Достаточно распространенным в экспертной среде является мнение о том, что никакие политические реформы или меры безопасности в Центральной Азии не осуществятся без экономического развития, что главный источник внутренней нестабильности в регионе — это не религиозный экстремизм или этнические конфликты, а нищета. Важными критериями государственной экономической политики являются экономическая свобода и открытость. По степени экономической свободы страны Центральной Азии за 1998—2001 гг. ранжируются (от высшего к низшему) в следующем порядке: Киргизия, Казахстан, Таджикистан, Туркмения, Узбекистан3. Характерно, что таков же порядок стран в индексе политических свобод на 1997 г., разработанном Freedom House. Киргизия осуществила самые либеральные реформы по советам МВФ и Мирового банка. В Казахстане экономическая либерализация сочетается с более жесткой экономической политикой. В Таджикистане задачи послевоенной реконструкции и политической стабилизации еще далеко не решены. В Туркмении и Узбекистане сохраняются многие черты советской экономической политики, что задерживает проведение рыночных реформ.

> [Исходные данные]

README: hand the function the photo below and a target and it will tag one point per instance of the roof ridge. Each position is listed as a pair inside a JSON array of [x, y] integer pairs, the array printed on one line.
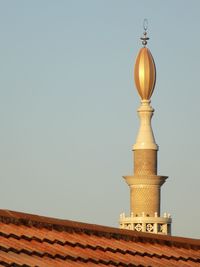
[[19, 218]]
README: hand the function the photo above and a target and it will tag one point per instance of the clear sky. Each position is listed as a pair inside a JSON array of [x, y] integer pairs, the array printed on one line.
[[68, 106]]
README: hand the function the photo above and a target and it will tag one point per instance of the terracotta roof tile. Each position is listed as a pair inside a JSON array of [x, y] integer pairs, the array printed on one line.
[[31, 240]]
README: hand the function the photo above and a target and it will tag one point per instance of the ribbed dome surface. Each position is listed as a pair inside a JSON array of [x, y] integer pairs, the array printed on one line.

--

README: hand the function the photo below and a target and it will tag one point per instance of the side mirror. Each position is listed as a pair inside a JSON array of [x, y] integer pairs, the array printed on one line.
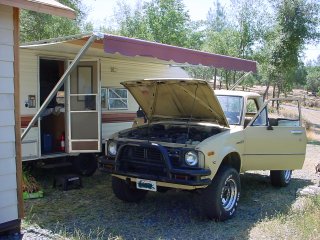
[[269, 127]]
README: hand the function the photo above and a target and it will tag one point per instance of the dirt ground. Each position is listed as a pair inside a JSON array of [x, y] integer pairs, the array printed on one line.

--

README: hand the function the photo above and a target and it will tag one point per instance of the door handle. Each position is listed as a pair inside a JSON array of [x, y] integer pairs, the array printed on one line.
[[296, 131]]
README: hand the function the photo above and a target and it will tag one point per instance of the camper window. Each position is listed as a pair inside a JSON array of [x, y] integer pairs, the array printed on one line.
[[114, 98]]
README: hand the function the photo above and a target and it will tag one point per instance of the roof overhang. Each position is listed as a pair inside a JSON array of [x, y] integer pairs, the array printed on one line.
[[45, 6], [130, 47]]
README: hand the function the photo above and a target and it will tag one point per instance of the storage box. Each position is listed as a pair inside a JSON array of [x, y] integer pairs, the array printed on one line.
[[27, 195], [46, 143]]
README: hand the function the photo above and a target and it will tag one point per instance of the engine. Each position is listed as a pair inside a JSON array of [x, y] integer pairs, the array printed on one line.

> [Задания]
1. Изложите содержание фрагмента о Центральной Азии в двух предложениях.
2. Перечислите страны, названные во фрагменте о Центральной Азии, в том порядке, в каком они ранжированы по степени экономической свободы, от высшей к низшей.

> [Ответы по заданиям]
1. Многие эксперты считают, что без экономического развития политические реформы и меры безопасности в Центральной Азии не осуществятся, а главный источник нестабильности в регионе — нищета. По степени экономической свободы страны региона располагаются от Киргизии, проведшей самые либеральные реформы, до Туркмении и Узбекистана, где сохраняются черты советской экономической политики, задерживающие рыночные реформы.

2. Киргизия, Казахстан, Таджикистан, Туркмения, Узбекистан.